Shape labeling listing
=====

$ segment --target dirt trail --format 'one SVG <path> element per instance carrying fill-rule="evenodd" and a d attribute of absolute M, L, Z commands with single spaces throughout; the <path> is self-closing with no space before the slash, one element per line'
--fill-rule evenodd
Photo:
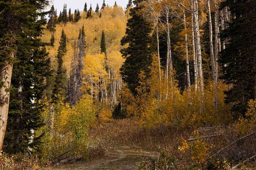
<path fill-rule="evenodd" d="M 143 158 L 157 155 L 156 152 L 121 147 L 111 150 L 107 156 L 102 159 L 63 165 L 54 170 L 137 170 L 138 165 Z"/>

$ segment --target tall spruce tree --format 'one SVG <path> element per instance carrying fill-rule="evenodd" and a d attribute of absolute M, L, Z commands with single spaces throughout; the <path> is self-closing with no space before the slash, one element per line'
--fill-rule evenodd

=====

> **Problem requirements**:
Turn every line of the listing above into a JSON list of strings, one string per line, skipping blank lines and leaving out the pictures.

> **Task result**:
[
  "$ segment --target dirt trail --format 'one SVG <path> element per instance carrying fill-rule=\"evenodd\" and a d attribute of absolute M, L, Z commands with single spaces throughout; the <path> is self-closing with no space before the slash, one element per line'",
  "--fill-rule evenodd",
  "Photo:",
  "<path fill-rule=\"evenodd\" d=\"M 143 158 L 157 155 L 156 152 L 121 147 L 111 150 L 107 156 L 102 159 L 63 165 L 54 170 L 137 170 L 138 165 Z\"/>",
  "$ segment --target tall spruce tree --format 'one SVG <path> element per instance carrying fill-rule=\"evenodd\" and a d attribute of absolute M, L, Z commands with single spaces throughout; the <path> is self-closing with no space before the slash, one element per line'",
  "--fill-rule evenodd"
]